# Task requirements
Nothing in the records may change. Print them all again.

# Record set

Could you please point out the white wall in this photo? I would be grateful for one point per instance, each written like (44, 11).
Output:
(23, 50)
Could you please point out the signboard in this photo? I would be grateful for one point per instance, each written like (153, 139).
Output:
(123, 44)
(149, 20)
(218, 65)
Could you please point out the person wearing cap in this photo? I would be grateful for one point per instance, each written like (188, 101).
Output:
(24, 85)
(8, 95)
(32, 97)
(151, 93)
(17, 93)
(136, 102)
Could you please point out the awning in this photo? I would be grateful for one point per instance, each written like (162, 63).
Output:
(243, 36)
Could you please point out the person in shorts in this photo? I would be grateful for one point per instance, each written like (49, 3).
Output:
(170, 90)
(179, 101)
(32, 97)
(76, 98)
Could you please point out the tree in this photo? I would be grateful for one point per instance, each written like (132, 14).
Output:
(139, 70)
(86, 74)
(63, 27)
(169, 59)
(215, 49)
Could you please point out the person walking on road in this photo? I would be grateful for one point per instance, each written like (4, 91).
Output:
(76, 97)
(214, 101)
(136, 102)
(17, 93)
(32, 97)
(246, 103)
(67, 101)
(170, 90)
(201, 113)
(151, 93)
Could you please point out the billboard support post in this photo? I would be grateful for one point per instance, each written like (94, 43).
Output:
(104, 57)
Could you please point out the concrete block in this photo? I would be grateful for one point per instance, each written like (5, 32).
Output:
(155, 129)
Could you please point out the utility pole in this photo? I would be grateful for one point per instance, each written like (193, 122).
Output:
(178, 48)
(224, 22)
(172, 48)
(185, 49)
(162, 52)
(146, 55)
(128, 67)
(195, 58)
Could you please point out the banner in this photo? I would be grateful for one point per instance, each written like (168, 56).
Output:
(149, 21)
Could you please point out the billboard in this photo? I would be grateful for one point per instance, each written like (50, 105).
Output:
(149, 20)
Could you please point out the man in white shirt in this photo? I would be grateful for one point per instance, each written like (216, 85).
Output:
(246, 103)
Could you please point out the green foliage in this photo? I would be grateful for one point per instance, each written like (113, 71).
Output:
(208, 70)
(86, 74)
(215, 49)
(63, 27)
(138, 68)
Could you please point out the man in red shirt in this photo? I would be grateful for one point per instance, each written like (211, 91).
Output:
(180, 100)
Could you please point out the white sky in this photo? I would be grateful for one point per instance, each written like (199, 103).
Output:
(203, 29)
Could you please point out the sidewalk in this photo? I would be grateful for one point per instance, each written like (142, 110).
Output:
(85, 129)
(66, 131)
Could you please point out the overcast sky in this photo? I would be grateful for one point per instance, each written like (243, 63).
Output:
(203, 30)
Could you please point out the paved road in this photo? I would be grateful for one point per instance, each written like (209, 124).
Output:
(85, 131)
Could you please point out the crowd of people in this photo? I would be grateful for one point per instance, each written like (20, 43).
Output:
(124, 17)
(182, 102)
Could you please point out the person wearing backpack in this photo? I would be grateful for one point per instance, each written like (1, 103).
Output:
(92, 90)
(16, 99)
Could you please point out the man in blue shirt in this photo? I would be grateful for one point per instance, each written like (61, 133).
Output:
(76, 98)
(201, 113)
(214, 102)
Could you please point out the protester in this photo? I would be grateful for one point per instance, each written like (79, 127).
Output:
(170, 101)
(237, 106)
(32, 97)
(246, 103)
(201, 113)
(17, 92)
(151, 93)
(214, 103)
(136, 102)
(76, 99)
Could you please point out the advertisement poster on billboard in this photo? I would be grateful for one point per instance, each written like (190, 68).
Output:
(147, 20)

# Written response
Could you please point out the white wall in this photo? I would be grateful for one point per instance, each written like (44, 11).
Output:
(23, 50)
Could you please point out the signboard in this photo? I would be grateful for one point per instance, each written like (153, 139).
Output:
(123, 44)
(149, 20)
(218, 65)
Could you please point out the person wearing cap in this photo? I would be grateful for one point per instance, each written like (188, 101).
Output:
(24, 85)
(8, 95)
(32, 97)
(151, 93)
(17, 93)
(136, 102)
Could you please point out the awning in this photo? I would be grateful for one point per instance, each written like (162, 63).
Output:
(243, 36)
Could you please point out the person in shorts in this photo? I would be grateful for one point per instance, each written like (49, 3).
Output:
(170, 90)
(179, 101)
(32, 97)
(76, 98)
Could you please point out the tree in this photo? I would be grateful for one point per instance, each written like (132, 14).
Output:
(139, 70)
(86, 74)
(63, 27)
(169, 59)
(215, 49)
Could you please point out the person walking on road in this photo? I would be grateful for one point per instance, each written like (4, 91).
Output:
(76, 97)
(214, 101)
(136, 102)
(17, 93)
(32, 97)
(246, 103)
(67, 101)
(170, 90)
(201, 113)
(151, 93)
Could you please point out the billboard support post in this photo? I would be grateful for one point per instance, each written like (94, 43).
Output:
(104, 57)
Could you please point out the concrete block in this photo? I would be grateful for one point per instance, each written like (5, 32).
Output:
(155, 129)
Could you please point out the utility pole in this photo? I would be grateful for one point per instance, each written like (193, 122).
Output:
(178, 48)
(224, 22)
(172, 48)
(185, 49)
(162, 52)
(146, 55)
(128, 67)
(195, 58)
Could you please point out the banner in this photo? I would be grateful for one point per instance, each written like (168, 56).
Output:
(149, 21)
Could you please point out the billboard in this photo? I would be grateful for one point per instance, each written like (50, 105).
Output:
(149, 20)
Could you please point out the man in white shirt in this photo? I would be grateful for one point per instance, each written like (216, 85).
Output:
(246, 103)
Could you please point out the green foliage in this photo? I would be grateful for one point per instance, each written like (113, 71).
Output:
(208, 70)
(86, 74)
(215, 49)
(63, 27)
(138, 68)
Could you please point out the man in red shirt in this photo? I would be grateful for one point per instance, each written like (211, 91).
Output:
(180, 100)
Could you please point out the white sky in this photo? I would be grateful for one point per instance, each written like (199, 103).
Output:
(203, 29)
Could you please point out the sidewalk in this photo? I would be grateful for one point per instance, each written like (142, 110).
Output:
(85, 129)
(66, 131)
Could you please point out the overcast sky in this photo? I would be grateful for one point per instance, each written like (243, 63).
Output:
(203, 30)
Could you please point out the paved road in this photo? I would be grateful for one point per instance, each written like (209, 124).
Output:
(85, 131)
Could you please point out the crowd of people in this photo? I would be grateful for one point per instance, each written like (20, 43).
Output:
(124, 17)
(182, 102)
Could you please point out the person wearing backpack in this photo? I would be grateful for one point per instance, each written like (1, 103).
Output:
(92, 90)
(16, 99)
Could you please point out the man in blue shirt in this photo? I would be grateful for one point per instance, each written like (61, 133).
Output:
(76, 98)
(201, 113)
(214, 102)
Could you please point out the protester in this photo? I would be grateful for one point per instance, each written like (79, 127).
Output:
(170, 101)
(237, 106)
(32, 97)
(246, 103)
(201, 113)
(17, 92)
(151, 93)
(214, 103)
(136, 102)
(76, 99)
Could you please point out the advertisement poster on billboard in this photo? I would be grateful for one point per instance, each written like (190, 68).
Output:
(147, 20)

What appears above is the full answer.